--- begin RECORD EXCERPTS ---

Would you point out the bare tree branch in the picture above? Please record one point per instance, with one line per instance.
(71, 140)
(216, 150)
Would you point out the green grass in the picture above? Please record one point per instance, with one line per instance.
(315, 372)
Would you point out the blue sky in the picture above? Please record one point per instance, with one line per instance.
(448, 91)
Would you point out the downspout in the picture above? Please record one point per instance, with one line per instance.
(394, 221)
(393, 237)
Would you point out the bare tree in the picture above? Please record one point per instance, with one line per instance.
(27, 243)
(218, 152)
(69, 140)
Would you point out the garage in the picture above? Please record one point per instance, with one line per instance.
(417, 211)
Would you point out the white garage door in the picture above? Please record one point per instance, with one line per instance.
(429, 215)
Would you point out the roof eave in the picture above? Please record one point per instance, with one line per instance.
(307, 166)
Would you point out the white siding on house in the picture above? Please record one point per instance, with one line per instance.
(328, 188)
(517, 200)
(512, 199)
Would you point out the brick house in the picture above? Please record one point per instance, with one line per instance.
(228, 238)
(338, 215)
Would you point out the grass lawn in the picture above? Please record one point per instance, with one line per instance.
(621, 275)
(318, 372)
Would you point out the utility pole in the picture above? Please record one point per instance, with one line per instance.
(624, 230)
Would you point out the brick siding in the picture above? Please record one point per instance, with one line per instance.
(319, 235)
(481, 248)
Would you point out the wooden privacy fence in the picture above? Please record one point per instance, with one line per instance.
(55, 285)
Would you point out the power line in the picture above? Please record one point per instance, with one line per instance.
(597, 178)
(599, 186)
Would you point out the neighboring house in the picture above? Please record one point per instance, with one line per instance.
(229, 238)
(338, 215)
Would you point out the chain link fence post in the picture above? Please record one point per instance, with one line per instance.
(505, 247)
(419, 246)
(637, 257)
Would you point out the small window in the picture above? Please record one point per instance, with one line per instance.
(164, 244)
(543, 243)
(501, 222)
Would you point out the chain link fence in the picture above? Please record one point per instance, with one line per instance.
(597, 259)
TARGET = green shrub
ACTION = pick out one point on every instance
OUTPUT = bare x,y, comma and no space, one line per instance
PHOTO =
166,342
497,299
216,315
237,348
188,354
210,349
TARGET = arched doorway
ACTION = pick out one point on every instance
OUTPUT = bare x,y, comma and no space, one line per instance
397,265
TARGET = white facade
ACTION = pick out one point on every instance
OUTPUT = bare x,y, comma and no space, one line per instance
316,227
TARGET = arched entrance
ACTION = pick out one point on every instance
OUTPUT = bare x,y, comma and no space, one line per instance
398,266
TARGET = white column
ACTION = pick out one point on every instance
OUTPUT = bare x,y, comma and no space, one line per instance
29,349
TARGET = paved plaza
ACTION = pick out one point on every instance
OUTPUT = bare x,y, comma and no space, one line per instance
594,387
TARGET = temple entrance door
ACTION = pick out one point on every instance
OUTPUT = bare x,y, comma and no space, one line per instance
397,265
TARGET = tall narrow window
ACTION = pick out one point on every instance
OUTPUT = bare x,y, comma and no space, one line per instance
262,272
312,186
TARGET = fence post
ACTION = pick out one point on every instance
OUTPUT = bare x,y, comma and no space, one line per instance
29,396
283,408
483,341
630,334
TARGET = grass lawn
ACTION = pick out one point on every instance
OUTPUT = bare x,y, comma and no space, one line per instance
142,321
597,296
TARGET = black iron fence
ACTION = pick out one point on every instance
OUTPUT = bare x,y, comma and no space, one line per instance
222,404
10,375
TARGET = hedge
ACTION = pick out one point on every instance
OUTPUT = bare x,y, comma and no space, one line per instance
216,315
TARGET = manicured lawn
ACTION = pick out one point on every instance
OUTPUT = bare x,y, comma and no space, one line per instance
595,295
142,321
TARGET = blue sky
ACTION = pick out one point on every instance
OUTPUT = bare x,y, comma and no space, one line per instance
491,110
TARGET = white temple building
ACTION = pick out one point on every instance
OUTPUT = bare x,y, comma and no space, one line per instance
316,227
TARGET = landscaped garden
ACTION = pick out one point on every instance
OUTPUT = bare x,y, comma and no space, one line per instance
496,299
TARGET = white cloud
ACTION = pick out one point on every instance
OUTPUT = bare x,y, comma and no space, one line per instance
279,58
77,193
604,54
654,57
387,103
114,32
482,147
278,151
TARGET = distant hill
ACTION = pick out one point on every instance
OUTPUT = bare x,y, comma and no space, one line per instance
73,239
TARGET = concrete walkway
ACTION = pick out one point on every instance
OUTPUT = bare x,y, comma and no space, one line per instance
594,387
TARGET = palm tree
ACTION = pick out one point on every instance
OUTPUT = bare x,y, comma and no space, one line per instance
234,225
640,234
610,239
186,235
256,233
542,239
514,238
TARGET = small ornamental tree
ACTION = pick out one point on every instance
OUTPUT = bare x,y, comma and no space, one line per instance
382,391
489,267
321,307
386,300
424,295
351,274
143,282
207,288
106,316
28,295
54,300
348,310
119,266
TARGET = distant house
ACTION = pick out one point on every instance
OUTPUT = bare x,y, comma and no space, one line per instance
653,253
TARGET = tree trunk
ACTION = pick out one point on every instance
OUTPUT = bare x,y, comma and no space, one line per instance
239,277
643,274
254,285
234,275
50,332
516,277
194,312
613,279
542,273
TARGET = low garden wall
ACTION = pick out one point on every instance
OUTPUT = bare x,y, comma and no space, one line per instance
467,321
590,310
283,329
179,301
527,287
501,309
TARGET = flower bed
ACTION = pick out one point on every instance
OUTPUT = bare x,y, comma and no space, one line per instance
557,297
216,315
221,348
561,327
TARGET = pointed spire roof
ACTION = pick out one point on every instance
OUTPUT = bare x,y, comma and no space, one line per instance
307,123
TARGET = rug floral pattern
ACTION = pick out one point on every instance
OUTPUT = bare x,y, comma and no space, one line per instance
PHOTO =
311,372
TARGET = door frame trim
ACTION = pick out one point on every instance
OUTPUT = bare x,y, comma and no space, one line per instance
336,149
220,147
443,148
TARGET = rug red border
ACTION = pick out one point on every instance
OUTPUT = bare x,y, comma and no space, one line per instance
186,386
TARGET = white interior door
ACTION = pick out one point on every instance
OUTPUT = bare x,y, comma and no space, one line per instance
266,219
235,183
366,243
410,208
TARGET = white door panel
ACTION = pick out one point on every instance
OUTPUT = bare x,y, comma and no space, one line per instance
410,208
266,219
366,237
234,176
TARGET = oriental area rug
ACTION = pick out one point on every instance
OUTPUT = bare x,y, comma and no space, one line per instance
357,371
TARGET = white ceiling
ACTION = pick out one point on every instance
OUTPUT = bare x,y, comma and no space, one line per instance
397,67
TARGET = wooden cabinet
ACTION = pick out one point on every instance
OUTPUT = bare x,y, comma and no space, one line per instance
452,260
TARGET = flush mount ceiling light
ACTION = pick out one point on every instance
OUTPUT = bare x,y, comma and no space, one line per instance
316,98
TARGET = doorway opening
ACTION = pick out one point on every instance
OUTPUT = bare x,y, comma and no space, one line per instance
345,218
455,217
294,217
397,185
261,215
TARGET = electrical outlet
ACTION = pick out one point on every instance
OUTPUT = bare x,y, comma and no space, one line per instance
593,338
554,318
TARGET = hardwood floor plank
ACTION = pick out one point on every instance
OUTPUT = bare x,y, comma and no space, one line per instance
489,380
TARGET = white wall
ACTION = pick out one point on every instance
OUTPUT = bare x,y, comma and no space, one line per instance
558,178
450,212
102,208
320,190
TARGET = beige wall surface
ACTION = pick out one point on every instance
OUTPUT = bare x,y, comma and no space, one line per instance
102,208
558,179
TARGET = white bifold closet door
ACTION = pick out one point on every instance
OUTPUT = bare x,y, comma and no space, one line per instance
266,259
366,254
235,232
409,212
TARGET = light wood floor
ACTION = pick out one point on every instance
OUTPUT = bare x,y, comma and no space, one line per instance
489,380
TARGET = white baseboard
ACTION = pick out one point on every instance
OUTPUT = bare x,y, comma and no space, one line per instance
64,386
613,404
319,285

--- end RECORD EXCERPTS ---

__DIRECTIONS FOR THIS TASK__.
Only the lines from the one that contains "TARGET = white bifold closet door" through the last line should be repeated, each exactly as it stands, with both ends included.

__ANSWER__.
TARGET = white bifold closet door
ACTION = pick out one point on every instance
OUTPUT = bare x,y, comma and no space, one line per instance
266,259
366,254
235,232
409,212
TARGET = light wood floor
ACTION = pick out one point on every instance
OUTPUT = bare x,y, comma and no space, one line per instance
489,380
TARGET = white baseboard
ACTION = pick out one point on every instance
OUTPUT = bare x,y, comma and no space, one line per instance
64,386
613,404
319,285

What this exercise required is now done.